— Start RECORDS —
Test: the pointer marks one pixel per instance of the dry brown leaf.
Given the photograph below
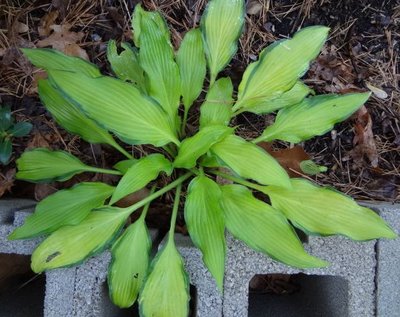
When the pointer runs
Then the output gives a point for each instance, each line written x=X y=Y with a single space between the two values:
x=7 y=181
x=64 y=40
x=46 y=22
x=289 y=159
x=364 y=142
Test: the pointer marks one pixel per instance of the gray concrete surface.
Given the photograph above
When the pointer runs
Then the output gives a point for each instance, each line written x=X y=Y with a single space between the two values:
x=361 y=282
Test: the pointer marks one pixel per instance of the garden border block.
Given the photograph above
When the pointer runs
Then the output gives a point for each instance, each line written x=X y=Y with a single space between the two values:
x=372 y=270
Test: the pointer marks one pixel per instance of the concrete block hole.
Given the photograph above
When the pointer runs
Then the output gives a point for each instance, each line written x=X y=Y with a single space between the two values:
x=21 y=291
x=298 y=295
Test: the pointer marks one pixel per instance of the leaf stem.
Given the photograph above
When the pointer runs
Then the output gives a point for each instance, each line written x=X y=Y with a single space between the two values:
x=102 y=170
x=238 y=180
x=158 y=193
x=174 y=212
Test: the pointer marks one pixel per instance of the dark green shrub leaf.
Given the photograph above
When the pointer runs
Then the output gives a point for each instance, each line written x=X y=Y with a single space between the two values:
x=279 y=67
x=217 y=109
x=323 y=211
x=20 y=129
x=73 y=244
x=250 y=161
x=126 y=64
x=5 y=150
x=205 y=223
x=129 y=264
x=65 y=207
x=194 y=147
x=263 y=228
x=192 y=66
x=313 y=116
x=70 y=116
x=221 y=25
x=49 y=59
x=42 y=165
x=140 y=174
x=167 y=278
x=119 y=107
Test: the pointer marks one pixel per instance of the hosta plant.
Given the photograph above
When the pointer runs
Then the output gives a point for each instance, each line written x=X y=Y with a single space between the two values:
x=147 y=103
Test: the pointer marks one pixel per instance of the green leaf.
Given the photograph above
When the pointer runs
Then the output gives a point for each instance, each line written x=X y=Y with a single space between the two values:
x=5 y=150
x=53 y=212
x=263 y=228
x=125 y=165
x=250 y=161
x=6 y=120
x=157 y=60
x=194 y=147
x=118 y=107
x=70 y=116
x=323 y=211
x=49 y=59
x=289 y=98
x=217 y=108
x=313 y=116
x=20 y=129
x=140 y=174
x=279 y=67
x=41 y=165
x=129 y=264
x=166 y=290
x=126 y=64
x=221 y=25
x=205 y=223
x=192 y=65
x=72 y=244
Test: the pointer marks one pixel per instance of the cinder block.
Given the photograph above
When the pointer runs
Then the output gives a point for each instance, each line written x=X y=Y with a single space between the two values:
x=347 y=288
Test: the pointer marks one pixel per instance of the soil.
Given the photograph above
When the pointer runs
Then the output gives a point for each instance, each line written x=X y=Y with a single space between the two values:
x=361 y=154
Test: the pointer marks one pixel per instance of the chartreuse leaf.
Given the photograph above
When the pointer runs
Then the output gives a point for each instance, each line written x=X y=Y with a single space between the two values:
x=5 y=150
x=192 y=66
x=140 y=174
x=194 y=147
x=205 y=223
x=313 y=116
x=73 y=244
x=126 y=64
x=279 y=67
x=70 y=116
x=221 y=25
x=157 y=60
x=217 y=108
x=129 y=265
x=53 y=212
x=118 y=107
x=289 y=98
x=323 y=211
x=125 y=165
x=49 y=59
x=20 y=129
x=41 y=164
x=263 y=228
x=250 y=161
x=167 y=278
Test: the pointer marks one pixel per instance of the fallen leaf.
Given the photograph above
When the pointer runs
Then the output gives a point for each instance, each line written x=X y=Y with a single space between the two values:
x=290 y=158
x=7 y=181
x=64 y=40
x=379 y=93
x=364 y=142
x=46 y=22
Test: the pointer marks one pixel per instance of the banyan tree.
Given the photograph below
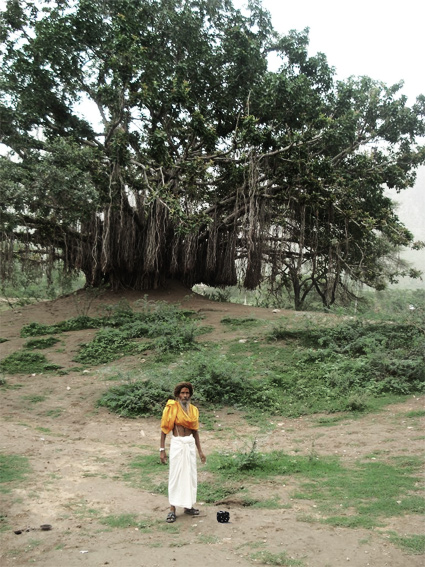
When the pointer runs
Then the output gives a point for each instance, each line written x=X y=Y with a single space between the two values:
x=152 y=140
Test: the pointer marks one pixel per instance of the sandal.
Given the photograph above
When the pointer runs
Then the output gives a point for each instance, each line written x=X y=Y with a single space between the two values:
x=191 y=511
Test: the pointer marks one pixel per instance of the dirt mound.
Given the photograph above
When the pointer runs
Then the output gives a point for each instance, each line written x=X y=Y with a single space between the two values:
x=78 y=454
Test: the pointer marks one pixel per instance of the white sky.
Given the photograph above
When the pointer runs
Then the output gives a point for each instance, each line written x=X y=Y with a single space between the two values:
x=384 y=39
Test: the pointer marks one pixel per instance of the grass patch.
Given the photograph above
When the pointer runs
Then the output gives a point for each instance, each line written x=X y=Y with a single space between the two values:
x=34 y=398
x=13 y=469
x=413 y=414
x=34 y=344
x=55 y=412
x=360 y=496
x=23 y=362
x=241 y=322
x=120 y=521
x=268 y=558
x=414 y=544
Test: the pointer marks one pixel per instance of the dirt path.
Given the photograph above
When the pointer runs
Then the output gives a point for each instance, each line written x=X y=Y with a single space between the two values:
x=78 y=454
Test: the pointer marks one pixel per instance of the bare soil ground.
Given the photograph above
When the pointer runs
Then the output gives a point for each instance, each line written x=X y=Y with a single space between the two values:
x=78 y=452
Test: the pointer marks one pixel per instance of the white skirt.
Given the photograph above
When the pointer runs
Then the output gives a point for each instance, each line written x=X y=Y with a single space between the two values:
x=182 y=481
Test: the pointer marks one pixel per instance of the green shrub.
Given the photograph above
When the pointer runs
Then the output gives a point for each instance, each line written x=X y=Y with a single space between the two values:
x=36 y=329
x=139 y=398
x=108 y=345
x=23 y=362
x=41 y=343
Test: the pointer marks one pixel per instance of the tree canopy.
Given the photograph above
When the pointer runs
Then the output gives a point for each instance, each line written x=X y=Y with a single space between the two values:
x=153 y=140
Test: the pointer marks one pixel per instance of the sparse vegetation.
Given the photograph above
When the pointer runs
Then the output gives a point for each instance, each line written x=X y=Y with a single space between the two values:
x=24 y=362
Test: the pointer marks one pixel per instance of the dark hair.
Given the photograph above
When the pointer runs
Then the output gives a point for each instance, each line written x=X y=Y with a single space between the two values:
x=180 y=387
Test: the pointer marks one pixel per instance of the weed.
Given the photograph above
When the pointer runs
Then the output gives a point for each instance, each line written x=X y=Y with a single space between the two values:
x=23 y=362
x=142 y=397
x=236 y=322
x=13 y=468
x=120 y=521
x=34 y=398
x=55 y=412
x=413 y=414
x=108 y=344
x=268 y=558
x=414 y=544
x=41 y=343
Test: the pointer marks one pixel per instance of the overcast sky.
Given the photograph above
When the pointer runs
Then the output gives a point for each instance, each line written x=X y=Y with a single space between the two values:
x=383 y=39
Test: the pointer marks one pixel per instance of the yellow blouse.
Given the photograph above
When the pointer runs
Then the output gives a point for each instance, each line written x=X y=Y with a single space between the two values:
x=174 y=414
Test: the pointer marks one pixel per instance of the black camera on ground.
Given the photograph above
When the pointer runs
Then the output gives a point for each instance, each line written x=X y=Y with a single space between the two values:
x=223 y=517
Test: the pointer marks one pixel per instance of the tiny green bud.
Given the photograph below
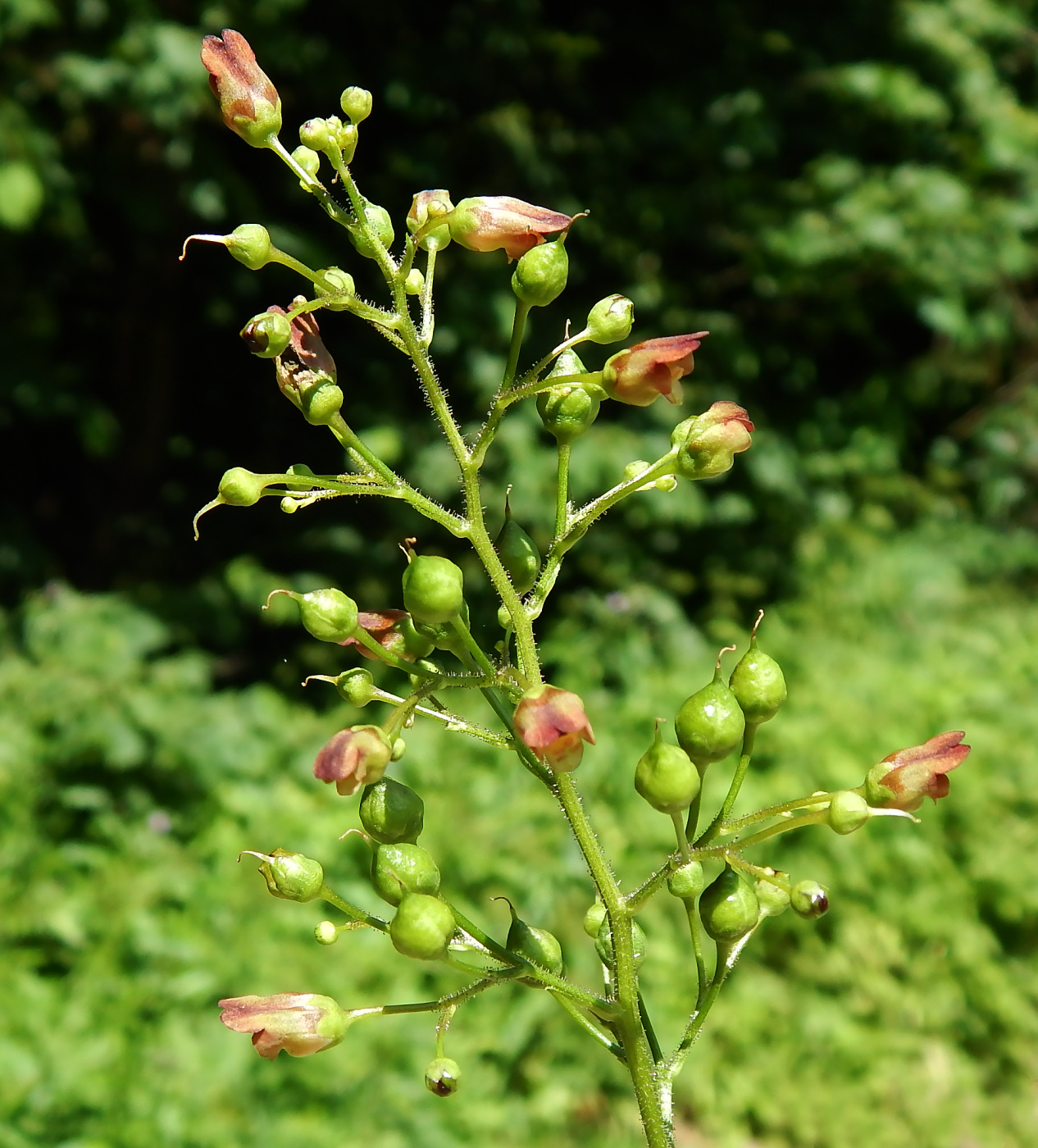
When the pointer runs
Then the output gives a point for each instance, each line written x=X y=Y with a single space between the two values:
x=444 y=1077
x=356 y=103
x=610 y=319
x=392 y=813
x=687 y=882
x=711 y=725
x=808 y=899
x=433 y=589
x=666 y=777
x=848 y=811
x=266 y=335
x=403 y=868
x=326 y=932
x=728 y=907
x=421 y=927
x=291 y=876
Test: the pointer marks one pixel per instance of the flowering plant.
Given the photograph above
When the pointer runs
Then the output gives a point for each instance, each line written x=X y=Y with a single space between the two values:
x=427 y=636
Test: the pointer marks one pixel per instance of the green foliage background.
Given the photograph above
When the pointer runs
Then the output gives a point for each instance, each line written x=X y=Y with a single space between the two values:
x=850 y=206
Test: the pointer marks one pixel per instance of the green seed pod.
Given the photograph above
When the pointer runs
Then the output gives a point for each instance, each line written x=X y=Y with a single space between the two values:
x=728 y=907
x=378 y=220
x=326 y=932
x=392 y=813
x=594 y=918
x=400 y=869
x=444 y=1077
x=666 y=777
x=421 y=927
x=567 y=410
x=610 y=319
x=266 y=335
x=687 y=882
x=808 y=899
x=518 y=554
x=604 y=943
x=539 y=276
x=291 y=876
x=711 y=725
x=772 y=898
x=433 y=589
x=240 y=487
x=848 y=811
x=757 y=683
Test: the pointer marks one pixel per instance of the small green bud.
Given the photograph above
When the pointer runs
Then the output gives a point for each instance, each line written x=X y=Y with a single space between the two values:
x=356 y=103
x=666 y=777
x=401 y=869
x=433 y=589
x=539 y=276
x=444 y=1077
x=240 y=487
x=291 y=876
x=848 y=811
x=687 y=882
x=326 y=932
x=808 y=899
x=337 y=286
x=423 y=927
x=266 y=335
x=610 y=319
x=711 y=725
x=728 y=907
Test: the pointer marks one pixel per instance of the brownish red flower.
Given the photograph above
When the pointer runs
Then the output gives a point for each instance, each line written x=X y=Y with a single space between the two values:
x=248 y=101
x=902 y=780
x=298 y=1023
x=648 y=370
x=553 y=725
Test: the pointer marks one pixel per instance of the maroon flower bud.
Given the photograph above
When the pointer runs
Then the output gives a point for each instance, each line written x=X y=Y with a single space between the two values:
x=248 y=101
x=353 y=758
x=708 y=444
x=902 y=780
x=486 y=223
x=298 y=1023
x=645 y=371
x=553 y=723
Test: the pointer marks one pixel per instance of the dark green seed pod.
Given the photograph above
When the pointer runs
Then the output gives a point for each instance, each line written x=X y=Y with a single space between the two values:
x=392 y=813
x=604 y=943
x=400 y=869
x=539 y=276
x=757 y=683
x=421 y=927
x=711 y=725
x=728 y=907
x=687 y=882
x=433 y=589
x=444 y=1077
x=666 y=777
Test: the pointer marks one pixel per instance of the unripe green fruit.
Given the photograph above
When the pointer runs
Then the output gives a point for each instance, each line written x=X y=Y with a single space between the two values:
x=539 y=276
x=758 y=686
x=444 y=1077
x=433 y=589
x=687 y=882
x=728 y=907
x=808 y=899
x=240 y=487
x=710 y=725
x=848 y=811
x=392 y=813
x=421 y=927
x=604 y=943
x=666 y=777
x=400 y=869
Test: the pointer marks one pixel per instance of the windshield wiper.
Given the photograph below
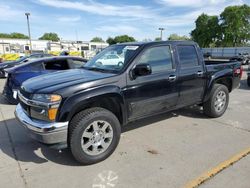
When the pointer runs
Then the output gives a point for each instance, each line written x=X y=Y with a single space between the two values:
x=98 y=69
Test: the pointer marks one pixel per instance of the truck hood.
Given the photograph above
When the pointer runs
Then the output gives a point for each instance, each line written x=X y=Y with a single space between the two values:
x=52 y=82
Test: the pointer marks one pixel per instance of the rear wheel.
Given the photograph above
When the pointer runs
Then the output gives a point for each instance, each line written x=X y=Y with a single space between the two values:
x=93 y=135
x=218 y=101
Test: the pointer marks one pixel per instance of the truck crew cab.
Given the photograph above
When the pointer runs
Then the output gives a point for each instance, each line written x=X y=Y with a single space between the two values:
x=84 y=109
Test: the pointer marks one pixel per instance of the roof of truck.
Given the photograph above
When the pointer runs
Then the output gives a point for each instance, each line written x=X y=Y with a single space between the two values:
x=158 y=42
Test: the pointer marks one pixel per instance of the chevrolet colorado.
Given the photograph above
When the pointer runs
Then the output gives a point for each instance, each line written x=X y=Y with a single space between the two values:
x=84 y=109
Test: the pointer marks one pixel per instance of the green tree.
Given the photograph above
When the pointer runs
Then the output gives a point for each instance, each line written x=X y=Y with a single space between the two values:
x=14 y=35
x=110 y=41
x=174 y=36
x=120 y=39
x=207 y=30
x=97 y=39
x=50 y=36
x=235 y=25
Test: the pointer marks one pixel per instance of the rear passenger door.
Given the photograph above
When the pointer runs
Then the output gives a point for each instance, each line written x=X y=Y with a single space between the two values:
x=154 y=93
x=191 y=75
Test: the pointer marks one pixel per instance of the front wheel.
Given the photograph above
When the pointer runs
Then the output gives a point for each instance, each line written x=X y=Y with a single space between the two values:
x=218 y=101
x=93 y=135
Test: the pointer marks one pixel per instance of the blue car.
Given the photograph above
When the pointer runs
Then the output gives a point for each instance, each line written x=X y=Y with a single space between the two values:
x=17 y=75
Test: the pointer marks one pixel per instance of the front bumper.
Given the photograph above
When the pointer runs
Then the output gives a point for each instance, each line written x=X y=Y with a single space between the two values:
x=44 y=132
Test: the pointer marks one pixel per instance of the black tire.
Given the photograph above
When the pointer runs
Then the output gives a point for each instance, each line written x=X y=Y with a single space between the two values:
x=209 y=108
x=80 y=122
x=248 y=81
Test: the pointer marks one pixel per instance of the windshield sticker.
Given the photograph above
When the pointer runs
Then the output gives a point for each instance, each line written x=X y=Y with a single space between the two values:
x=131 y=47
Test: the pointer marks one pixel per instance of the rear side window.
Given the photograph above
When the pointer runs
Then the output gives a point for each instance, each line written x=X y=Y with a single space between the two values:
x=187 y=56
x=159 y=58
x=56 y=65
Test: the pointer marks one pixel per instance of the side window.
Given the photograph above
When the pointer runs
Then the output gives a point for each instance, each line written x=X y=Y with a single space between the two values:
x=56 y=65
x=187 y=56
x=75 y=63
x=159 y=58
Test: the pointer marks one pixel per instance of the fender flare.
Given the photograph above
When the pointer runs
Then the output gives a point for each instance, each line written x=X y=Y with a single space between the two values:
x=81 y=100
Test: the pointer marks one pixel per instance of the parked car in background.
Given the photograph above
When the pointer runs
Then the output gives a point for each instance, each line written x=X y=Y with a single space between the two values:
x=17 y=75
x=19 y=61
x=85 y=109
— End RECORDS —
### WHAT THE TASK ASKS
All lines from the one containing "rear side window." through the final line of the listing above are to be reproduced exactly; include both and add nothing.

### TASK RESPONSE
Test: the pointer marks one pixel per instance of the rear side window.
Given the photograph above
When the pointer runs
Then the output gives a point for each instance, each line written x=X y=Y with a single space between the two values:
x=187 y=56
x=159 y=58
x=56 y=65
Test: the pointer marks one pixel per instance of the side window.
Given the photograph above
When the pointer runs
Then the output gives a point for each instance, each line written x=X y=Y with a single space between the two values:
x=56 y=65
x=187 y=56
x=75 y=63
x=159 y=58
Test: the pointer marks one pixel per instance of the fender flare.
Given the photograph above
When the pointer runs
Then the output gives a point for each instance, each line written x=X y=Y with a single space between the two values:
x=81 y=100
Test: the pointer marks one pixel per instance of the parked car in background.
Given the photograph above
When the pointer runs
Then the output gives a point for each instance, each line written x=X y=Y with a single space between the two values:
x=17 y=75
x=19 y=61
x=85 y=109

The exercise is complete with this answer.